#### Task statement:
Reproduce all of the data below word for word, leaving out the pictures.

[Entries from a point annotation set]

------

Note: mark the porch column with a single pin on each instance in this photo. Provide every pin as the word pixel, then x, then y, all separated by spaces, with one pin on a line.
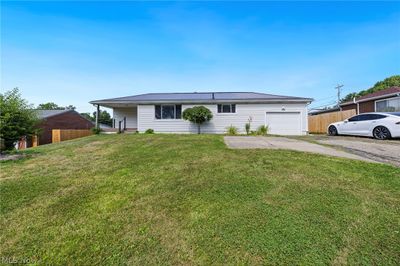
pixel 97 116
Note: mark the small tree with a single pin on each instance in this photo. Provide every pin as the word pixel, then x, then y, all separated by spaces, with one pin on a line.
pixel 17 118
pixel 197 115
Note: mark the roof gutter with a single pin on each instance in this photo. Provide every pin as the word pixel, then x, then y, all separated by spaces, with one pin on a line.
pixel 206 101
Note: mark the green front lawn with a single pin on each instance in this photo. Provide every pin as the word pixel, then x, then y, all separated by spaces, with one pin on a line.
pixel 187 199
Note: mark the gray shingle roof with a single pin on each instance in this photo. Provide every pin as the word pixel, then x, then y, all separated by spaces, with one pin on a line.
pixel 201 97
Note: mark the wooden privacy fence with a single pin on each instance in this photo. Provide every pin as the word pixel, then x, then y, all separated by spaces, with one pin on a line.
pixel 59 135
pixel 319 123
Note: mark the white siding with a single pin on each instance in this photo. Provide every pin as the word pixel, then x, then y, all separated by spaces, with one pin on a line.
pixel 130 114
pixel 220 122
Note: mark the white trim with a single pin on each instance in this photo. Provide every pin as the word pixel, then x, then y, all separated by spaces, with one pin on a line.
pixel 387 99
pixel 167 119
pixel 222 107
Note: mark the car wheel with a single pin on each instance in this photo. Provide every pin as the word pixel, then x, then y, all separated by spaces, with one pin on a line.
pixel 332 131
pixel 381 132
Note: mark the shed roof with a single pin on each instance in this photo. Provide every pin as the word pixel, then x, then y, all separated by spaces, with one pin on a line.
pixel 42 114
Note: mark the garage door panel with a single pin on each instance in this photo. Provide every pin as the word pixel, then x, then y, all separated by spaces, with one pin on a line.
pixel 284 123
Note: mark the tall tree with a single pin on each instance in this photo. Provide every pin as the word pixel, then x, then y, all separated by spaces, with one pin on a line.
pixel 380 85
pixel 49 106
pixel 17 118
pixel 54 106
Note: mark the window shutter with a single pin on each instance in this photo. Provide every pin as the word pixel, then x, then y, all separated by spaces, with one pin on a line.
pixel 178 114
pixel 158 111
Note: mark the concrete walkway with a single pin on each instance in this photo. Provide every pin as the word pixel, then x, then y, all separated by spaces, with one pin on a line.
pixel 251 142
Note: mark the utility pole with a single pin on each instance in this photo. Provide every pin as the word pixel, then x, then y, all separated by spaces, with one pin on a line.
pixel 338 88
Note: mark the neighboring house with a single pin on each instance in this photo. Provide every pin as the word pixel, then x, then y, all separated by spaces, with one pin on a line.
pixel 323 111
pixel 387 100
pixel 162 112
pixel 54 119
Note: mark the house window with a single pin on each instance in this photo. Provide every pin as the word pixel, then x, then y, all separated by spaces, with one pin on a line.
pixel 388 105
pixel 168 111
pixel 226 108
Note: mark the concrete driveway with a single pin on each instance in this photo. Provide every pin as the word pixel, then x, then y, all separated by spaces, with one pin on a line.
pixel 251 142
pixel 382 151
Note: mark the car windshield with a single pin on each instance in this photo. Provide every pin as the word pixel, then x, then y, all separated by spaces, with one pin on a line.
pixel 394 113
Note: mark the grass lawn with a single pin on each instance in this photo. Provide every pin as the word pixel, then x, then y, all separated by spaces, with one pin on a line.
pixel 187 199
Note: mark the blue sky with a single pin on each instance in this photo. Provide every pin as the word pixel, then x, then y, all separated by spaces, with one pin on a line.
pixel 74 52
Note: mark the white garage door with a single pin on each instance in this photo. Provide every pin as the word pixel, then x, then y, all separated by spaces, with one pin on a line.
pixel 284 123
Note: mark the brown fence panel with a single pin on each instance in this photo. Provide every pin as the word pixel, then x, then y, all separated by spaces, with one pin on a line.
pixel 319 123
pixel 59 135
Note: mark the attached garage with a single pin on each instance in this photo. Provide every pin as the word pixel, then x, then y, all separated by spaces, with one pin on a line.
pixel 284 123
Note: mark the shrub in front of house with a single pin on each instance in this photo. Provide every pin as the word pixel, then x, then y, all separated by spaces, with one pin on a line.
pixel 197 115
pixel 262 130
pixel 232 130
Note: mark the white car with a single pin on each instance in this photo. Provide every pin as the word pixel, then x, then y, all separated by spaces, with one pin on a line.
pixel 377 125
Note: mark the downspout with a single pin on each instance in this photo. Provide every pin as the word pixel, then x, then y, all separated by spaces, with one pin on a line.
pixel 358 105
pixel 97 116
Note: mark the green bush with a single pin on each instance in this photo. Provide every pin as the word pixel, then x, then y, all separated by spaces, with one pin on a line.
pixel 149 131
pixel 197 115
pixel 232 130
pixel 96 130
pixel 17 119
pixel 262 130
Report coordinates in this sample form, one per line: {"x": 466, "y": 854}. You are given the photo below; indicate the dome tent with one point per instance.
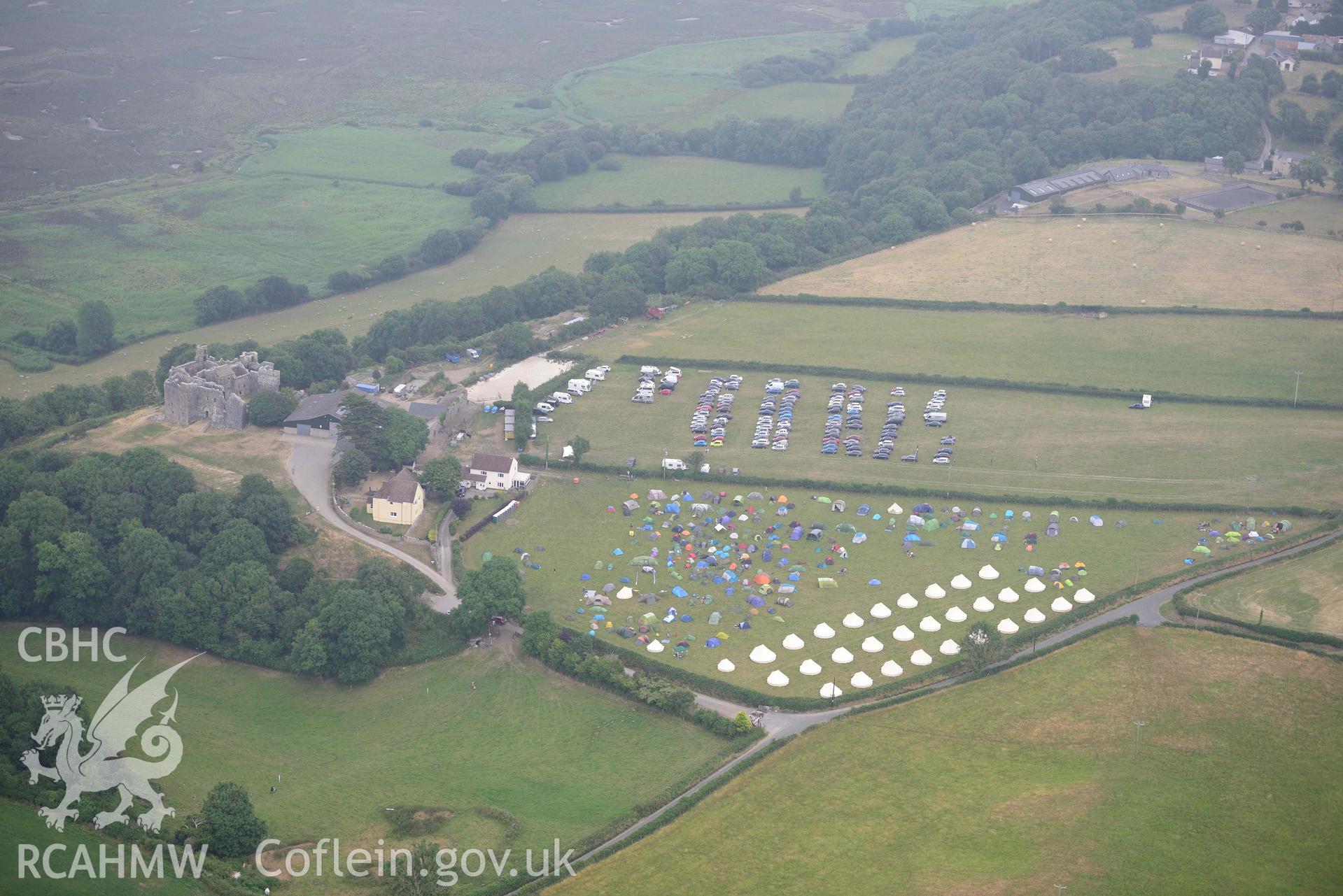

------

#### Answer to the problem:
Note: mark the porch column with a single pin on each instance in this photo. Provide every pin as the word pixel, then x, then y, all separated by spaces, with one pin on a line.
pixel 97 116
Note: mark the small tree with a single pin on each instance in this photo. Provide every pin as the word pixel, then x, then y, all separated by spaces, with one pin on a line.
pixel 17 118
pixel 197 115
Note: mark the roof gutter with a single pin on each instance in this photo. Provide every pin as the word pixel, then x, then y, all separated by spaces, with one pin on a line.
pixel 206 101
Note: mark the green front lawn with a single pin on each instance in this photo. Provide every pin as the word pixel, then x, then y, all separated by spaces, with one pin on a line.
pixel 187 199
Note: mark the gray shingle roof with a single pin on each instance in this photo. Provide every pin as the word pixel, then x, then y, all separated by spaces, with one pin on a line.
pixel 201 97
Note: mark the wooden privacy fence with a single pin on each instance in this photo. Provide every pin as the word pixel, then x, then y, all separated by spaces, with one pin on a line.
pixel 59 135
pixel 319 123
Note: mark the white siding with a single pin on each instance in this photo. Provide every pin as the word pixel, then x, then y, all separated by spaces, with one pin on a line.
pixel 130 114
pixel 220 122
Note: mark the white trim with a single pin on each instance in this photo. Provide every pin as the word pixel, then x, then y, all separated by spaces, with one pin on a line.
pixel 387 99
pixel 167 119
pixel 222 107
Note: mark the car wheel with a single pin on each instance in this photo. Provide every pin as the word pixel, then x, then y, all separated by spaces, with one pin on a line.
pixel 332 131
pixel 381 132
Note: mark the shed roof with a single pin on each instance in this photo. Provide every pin as the word pixel, then x, then y, all separated by spaces, with one pin on a line.
pixel 42 114
Note: mark the garage door panel with a single pin on each instance in this photo. Provide every pin as the word pixel, then x, then y, all separated by spaces, with one pin on a line.
pixel 284 123
Note: mark the tall tree with a single pin on each instance in this photo. Provide every pin as the word pixel, then x, then y, all separated by spaces, with one pin on a line.
pixel 380 85
pixel 49 106
pixel 17 118
pixel 54 106
Note: mark the window shutter with a single pin on each instance in this photo. Provide every pin as the word pixel, then x, then y, all separated by spaces, with one pin on a line.
pixel 178 114
pixel 158 111
Note: mark the concrete walkway with a single pin on each instance in this photo. Provide every pin as the word pixel, then x, then y, all separated by spaces, with one pin on a line.
pixel 251 142
Note: mark the utility pole with a single pin on each instance in this photo. Provide every pin as the word pixel, then x, then y, all separated by spaces, with one pin on a line.
pixel 338 88
Note: mark the neighboring house with a single pin on each instance in this photo. Provide every pin as the word pixel, then x, then y, all separated by spaces, with one pin on a line.
pixel 323 111
pixel 387 100
pixel 162 112
pixel 54 119
Note: mark the house window with a single pin on each instance in this photo. Provide every pin as the word pixel, then x, then y, all separated by spaces, with one pin on a line.
pixel 388 105
pixel 168 111
pixel 226 108
Note: mark the concrete driveway with a single pin on each instance in this photo. Provide every pin as the word pixel, then x, then y, all separated by spaces, with one pin on a line.
pixel 251 142
pixel 382 151
Note: mark the car windshield with a single pin on each instance in this photo. Provide every pin as the word pixel, then x, then y, all separated by spaces, with one pin on a line.
pixel 394 113
Note: mark the grass lawn with a single pin on each instance in this photo. Provide every pin as the word pixel, then x, then y, all separated by spaces, with one pin on a line.
pixel 187 199
Note: mark the blue sky with a single pin on each instance in this photo. Provide every pin as the word pixel, then x, then y, all separated by spaces, with one pin on a line.
pixel 74 52
Note: mark the white garage door with a single pin on each instance in this photo. Provide every pin as the word pixel, then x, then y, all separated by spaces, with one pin on a line.
pixel 284 123
Note: mark the brown fence panel with a single pin on each instance in this photo. Provide every pin as the word pixel, then x, then y, all separated by spaces, with one pin on a line.
pixel 319 123
pixel 59 135
Note: mark the attached garage with a single pin on each instance in this photo. Provide every pin as the word pixel, then x, then y, all separated by spaces, with one pin on a line.
pixel 284 123
Note: mark the shrub in front of house with a single pin on each instance in this photo. Provide every pin as the word pixel, then x, then y, all separated by spaces, with one pin on a line.
pixel 197 115
pixel 262 130
pixel 232 130
Note: mark the white car with a single pin on each instance in this photo. Provide every pin as the word pixel, then x, then y, all separated by spaces, with one pin on a line.
pixel 377 125
Note: mark the downspout with a single pin on each instance in this photo. Provide every pin as the word pixel, then x, then y, all separated by spaces, with one pin on a line.
pixel 358 105
pixel 97 116
Note: mark the green bush with a single pin on each instance in this photo. Provide every pin as the word pixel, then x, then y, all separated by spaces, with one pin on a line.
pixel 149 131
pixel 197 115
pixel 232 130
pixel 96 130
pixel 17 119
pixel 262 130
Report coordinates in this sample form, one per line: {"x": 466, "y": 854}. You are given the photo below; indicate the dome tent with one point per instance.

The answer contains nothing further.